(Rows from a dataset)
▶

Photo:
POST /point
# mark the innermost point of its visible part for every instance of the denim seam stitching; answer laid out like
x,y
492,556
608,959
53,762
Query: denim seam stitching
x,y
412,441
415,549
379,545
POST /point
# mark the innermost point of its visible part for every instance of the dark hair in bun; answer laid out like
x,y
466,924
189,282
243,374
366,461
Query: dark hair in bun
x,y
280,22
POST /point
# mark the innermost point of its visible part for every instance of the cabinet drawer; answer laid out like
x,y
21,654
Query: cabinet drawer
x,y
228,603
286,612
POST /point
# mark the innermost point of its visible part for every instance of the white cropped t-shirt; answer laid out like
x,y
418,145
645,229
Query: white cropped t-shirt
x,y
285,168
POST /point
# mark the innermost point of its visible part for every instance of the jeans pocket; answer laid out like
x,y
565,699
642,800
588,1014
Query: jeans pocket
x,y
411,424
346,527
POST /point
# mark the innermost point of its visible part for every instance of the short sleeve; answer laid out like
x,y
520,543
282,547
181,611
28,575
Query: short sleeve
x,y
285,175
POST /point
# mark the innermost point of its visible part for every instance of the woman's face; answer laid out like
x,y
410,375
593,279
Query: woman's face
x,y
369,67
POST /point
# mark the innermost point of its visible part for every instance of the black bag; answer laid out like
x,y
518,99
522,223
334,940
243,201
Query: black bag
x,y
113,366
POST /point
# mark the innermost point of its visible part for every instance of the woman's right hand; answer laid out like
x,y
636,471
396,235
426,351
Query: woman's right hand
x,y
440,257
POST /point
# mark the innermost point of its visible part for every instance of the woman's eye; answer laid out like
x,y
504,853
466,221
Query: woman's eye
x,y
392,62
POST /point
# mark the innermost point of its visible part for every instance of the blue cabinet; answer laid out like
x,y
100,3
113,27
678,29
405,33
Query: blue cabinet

◀

REQUIRED TASK - Switch "innermost" to "central" throughout all the rows, and leave everything else as it is.

TASK SOLUTION -
Photo:
POST /point
# mark the central point of its visible part for every instance of the denim seam stitching; answer laid out like
x,y
492,556
608,959
53,762
Query: denim seam stitching
x,y
412,441
415,549
379,545
POST /point
# mark the central point of its visible part for every instance of the dark hair in bun; answer laid out like
x,y
466,924
189,282
243,374
366,461
Query: dark hair in bun
x,y
280,22
POST /point
# mark the central point of its visible part for every instance of the cabinet drawer; answer laid out like
x,y
21,654
Query: cabinet drawer
x,y
228,603
286,612
POST /point
# mark the central point of its visible part for every instance of the white cropped t-shirt; answer laid out like
x,y
418,145
645,229
Query: white cropped t-shirt
x,y
285,168
POST /point
# mark the central point of its visible part for every instance of the jeans pocket; answer laid out like
x,y
565,699
642,800
588,1014
Query: jeans pocket
x,y
411,424
346,527
POST /point
# mark the central point of its visible part for every instance of the short sleeve; answer laid out like
x,y
520,543
282,547
181,611
28,575
Query: short sleeve
x,y
285,175
POST /point
# mark the central point of its visible part for every instance of the woman's face; answer laid out like
x,y
410,375
593,279
Query: woman's face
x,y
369,67
POST /point
# mark the central point of its visible part for every instance of the black bag; answer laid out like
x,y
518,99
522,223
334,940
243,201
Query: black bag
x,y
113,366
POST /point
# mark the central point of its visible part for every instance of the woman's right hand; answer laid out like
x,y
636,471
396,235
426,351
Query: woman's right hand
x,y
440,257
POST /point
# mark the central point of its visible part for every instance of the woman's eye; answer laid out like
x,y
504,853
466,221
Query: woman's eye
x,y
392,62
POST /point
# mark the central point of its visible part for every instance of the blue cabinet; answer laid out like
x,y
100,3
113,27
678,29
405,33
Query: blue cabinet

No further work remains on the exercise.